* _DESCRIPTION OF THE TASK_: Go through the material below and report how many lines contain "wall". Give only the number.

* _RECORDS SUPPLIED_:
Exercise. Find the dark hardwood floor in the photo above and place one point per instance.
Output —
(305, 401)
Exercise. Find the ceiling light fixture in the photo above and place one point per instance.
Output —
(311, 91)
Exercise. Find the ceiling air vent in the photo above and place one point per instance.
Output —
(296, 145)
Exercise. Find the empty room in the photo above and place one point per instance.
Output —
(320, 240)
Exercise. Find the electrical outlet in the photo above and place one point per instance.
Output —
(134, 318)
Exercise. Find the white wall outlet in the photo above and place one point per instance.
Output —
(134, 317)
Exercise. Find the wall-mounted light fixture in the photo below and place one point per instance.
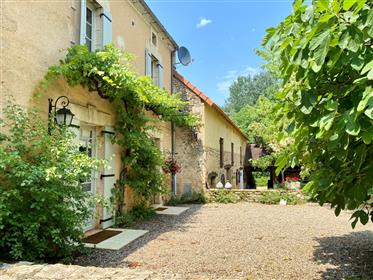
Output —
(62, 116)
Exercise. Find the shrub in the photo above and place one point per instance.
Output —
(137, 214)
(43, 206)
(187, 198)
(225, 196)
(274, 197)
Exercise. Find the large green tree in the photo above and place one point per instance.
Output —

--

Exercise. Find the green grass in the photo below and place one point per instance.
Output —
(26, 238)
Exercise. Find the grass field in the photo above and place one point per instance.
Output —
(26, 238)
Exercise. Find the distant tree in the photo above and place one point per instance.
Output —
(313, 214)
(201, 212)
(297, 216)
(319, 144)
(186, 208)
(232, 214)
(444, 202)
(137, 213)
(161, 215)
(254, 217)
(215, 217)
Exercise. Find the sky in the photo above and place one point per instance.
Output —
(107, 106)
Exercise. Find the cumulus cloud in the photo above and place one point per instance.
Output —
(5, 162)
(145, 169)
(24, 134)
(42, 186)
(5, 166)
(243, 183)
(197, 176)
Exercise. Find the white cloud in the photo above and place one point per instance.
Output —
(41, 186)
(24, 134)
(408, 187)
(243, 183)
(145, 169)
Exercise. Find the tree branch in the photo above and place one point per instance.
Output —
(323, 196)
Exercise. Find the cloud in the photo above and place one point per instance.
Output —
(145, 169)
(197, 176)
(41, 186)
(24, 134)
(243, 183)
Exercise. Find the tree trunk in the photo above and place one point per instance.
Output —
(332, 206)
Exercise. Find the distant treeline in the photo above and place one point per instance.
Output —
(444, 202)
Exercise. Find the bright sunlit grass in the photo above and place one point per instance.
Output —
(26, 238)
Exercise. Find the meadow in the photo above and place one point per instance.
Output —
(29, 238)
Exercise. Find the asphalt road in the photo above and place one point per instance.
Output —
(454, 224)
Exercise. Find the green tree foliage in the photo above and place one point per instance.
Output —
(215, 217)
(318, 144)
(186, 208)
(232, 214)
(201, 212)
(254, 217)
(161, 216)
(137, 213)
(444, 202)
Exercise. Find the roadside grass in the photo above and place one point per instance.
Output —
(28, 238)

==

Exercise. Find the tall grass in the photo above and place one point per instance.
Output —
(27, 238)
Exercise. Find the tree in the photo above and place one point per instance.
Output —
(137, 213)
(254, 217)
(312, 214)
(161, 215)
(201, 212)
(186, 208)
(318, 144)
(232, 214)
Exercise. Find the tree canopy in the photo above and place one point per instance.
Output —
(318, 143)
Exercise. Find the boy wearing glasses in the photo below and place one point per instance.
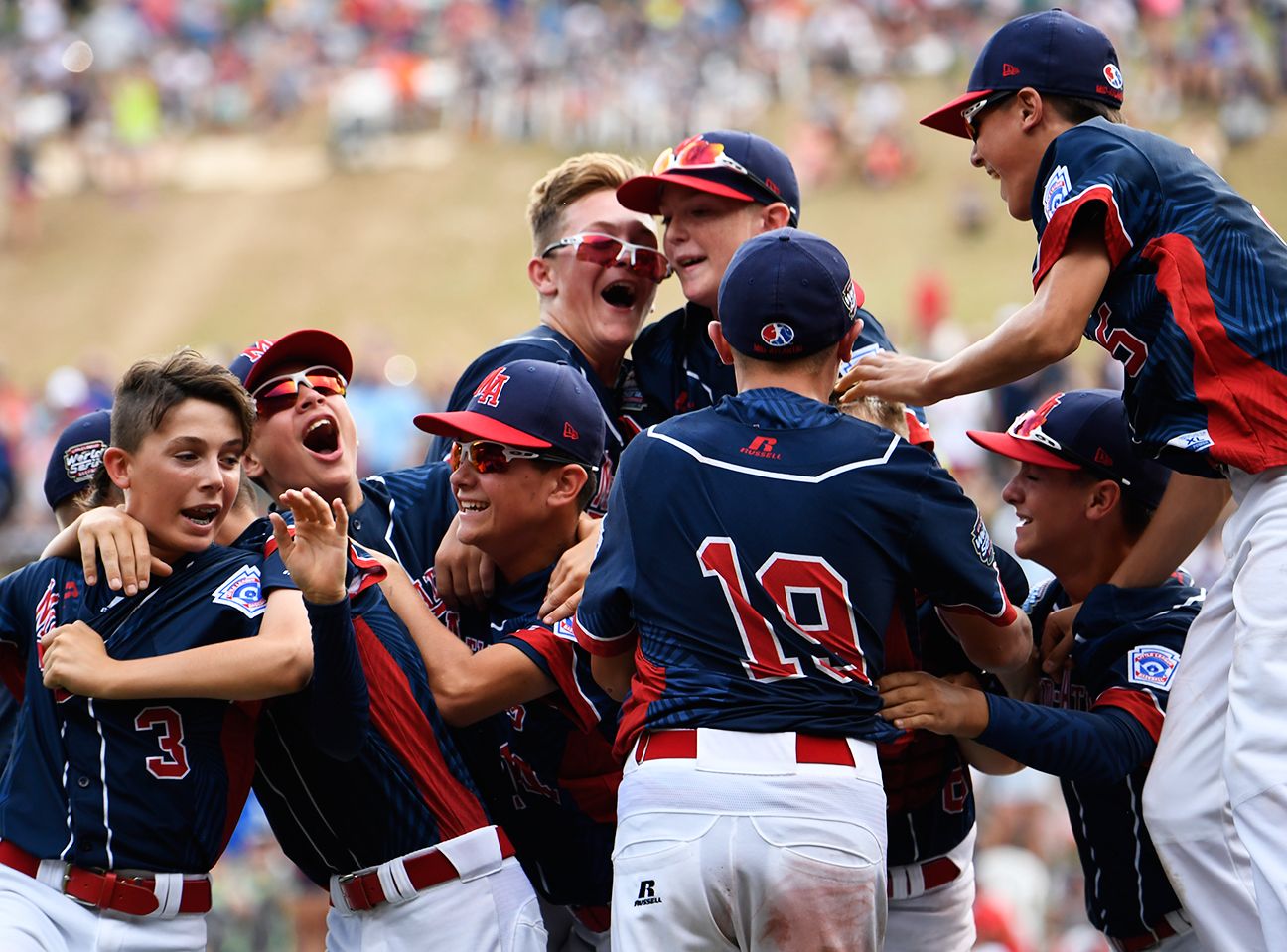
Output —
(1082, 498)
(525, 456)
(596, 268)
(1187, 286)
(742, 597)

* _EXPECTED ANSWER_: 2